- _Document section_
What? It *could* work! True love knows no boundaries! Uber fan fiction tells me so!
Okay. Okay. I'll shuttup. Here's the new reviews, including one from (gasp!) a rising star in the fan fiction realm - Brigit M. Morgan! (Wheee! Wheee! Woop-woop-woop!)
* Alternative Stories: "To Rest" by B.M. Morgan
* Alternative Stories: "Better Than Ruling the World" by Xena's Little Bitch
* Alternative Stories: "A Narcoleptic's Guide to Romance" by Vivian Darkbloom (recommended by B.M. Morgan)
* Hubba-hubba Stories: "Unlimited Sexual Favors" by Cephalgia and MJ
Toodles, sweetlings and - as always - your suggestions are more than welcome. Ciao!
August 6th, 2002:
Hello, darlings! It's good to be back - not!
I've had the *best* vacation, almost three full weeks, and now it's back to the grind. Sigh. So, instead of studiously catching up with the piled-up work issues calling for my attention, I decided to send a few verrrrry good stories (honest, I tried them out myself) stories in your direction. But first, a short story of my own.
How about I tell you about the good time I had at the airport?
There we were, my friend and I, standing in the line inconspicuously, waiting for our documents to be checked before we board the flight that would take us home from Amsterdam. Inconspicuously, that is, until I lean in and theatrically "whisper" in her ear, "Do you think they'll find all that heroin in your backpack?"
You have to understand that my friend is one of the _most_ paranoid people I know. And, really, I should know.
So, the people around us all cease with their muted conversations and look at us, my friend's eyes go round, her mouth makes a perfect little O with no sound coming out of it, and she starts, quite petrified, to look at the security personnel conducting interviews around us.
So, being the adult that she is, she pinches me and tells me (I edited for the swears) to "Keep my mouth shut!"
The line is moving (we are standing in front of the gate we are to board at), and the Dutch have about half a dozen of airport employees checking passenger’s tickets and papers and asking them all sorts of subtle and probing questions, like "did anyone you don't know give you a package to carry for them on this flight"?

- _Entries shown_
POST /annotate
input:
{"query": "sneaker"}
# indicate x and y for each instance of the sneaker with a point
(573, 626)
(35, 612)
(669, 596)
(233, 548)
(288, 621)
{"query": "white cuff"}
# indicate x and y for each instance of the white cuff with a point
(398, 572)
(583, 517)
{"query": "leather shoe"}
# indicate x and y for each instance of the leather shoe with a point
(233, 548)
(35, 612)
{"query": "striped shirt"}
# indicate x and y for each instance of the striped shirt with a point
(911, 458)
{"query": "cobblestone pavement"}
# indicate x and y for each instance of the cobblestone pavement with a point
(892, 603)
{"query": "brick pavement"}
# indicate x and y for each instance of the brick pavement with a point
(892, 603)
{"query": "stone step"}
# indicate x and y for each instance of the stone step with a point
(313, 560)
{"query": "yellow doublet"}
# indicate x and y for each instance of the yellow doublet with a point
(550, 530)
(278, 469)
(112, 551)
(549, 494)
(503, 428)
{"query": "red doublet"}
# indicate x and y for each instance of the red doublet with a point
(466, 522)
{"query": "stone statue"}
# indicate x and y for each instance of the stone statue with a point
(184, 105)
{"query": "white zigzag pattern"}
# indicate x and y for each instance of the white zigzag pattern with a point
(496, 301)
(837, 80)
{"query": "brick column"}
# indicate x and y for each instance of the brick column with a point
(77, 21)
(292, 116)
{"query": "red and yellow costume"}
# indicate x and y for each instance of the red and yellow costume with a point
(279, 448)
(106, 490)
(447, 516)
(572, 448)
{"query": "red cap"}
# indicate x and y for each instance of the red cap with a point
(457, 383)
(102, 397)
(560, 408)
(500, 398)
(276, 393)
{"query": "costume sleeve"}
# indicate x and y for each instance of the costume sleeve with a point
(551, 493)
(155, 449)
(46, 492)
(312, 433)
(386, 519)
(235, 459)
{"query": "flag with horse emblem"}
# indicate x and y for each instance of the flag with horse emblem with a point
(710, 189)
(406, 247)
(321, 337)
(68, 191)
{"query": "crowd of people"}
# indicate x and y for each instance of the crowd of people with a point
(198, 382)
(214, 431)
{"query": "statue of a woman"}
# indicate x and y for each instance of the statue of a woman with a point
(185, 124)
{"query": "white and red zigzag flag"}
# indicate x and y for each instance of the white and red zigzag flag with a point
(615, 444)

- _Written problem A_
Transcribe everything in the fan fiction review post from "You have to" down to "interviews around us.".
- _Written problem B_
In the fan fiction review post, from which city was the flight home leaving when the airport incident took place?
Answer using only the fan fiction review post.

- _Task response A_
You have to understand that my friend is one of the _most_ paranoid people I know. And, really, I should know.
So, the people around us all cease with their muted conversations and look at us, my friend's eyes go round, her mouth makes a perfect little O with no sound coming out of it, and she starts, quite petrified, to look at the security personnel conducting interviews around us.

- _Task response B_
Amsterdam.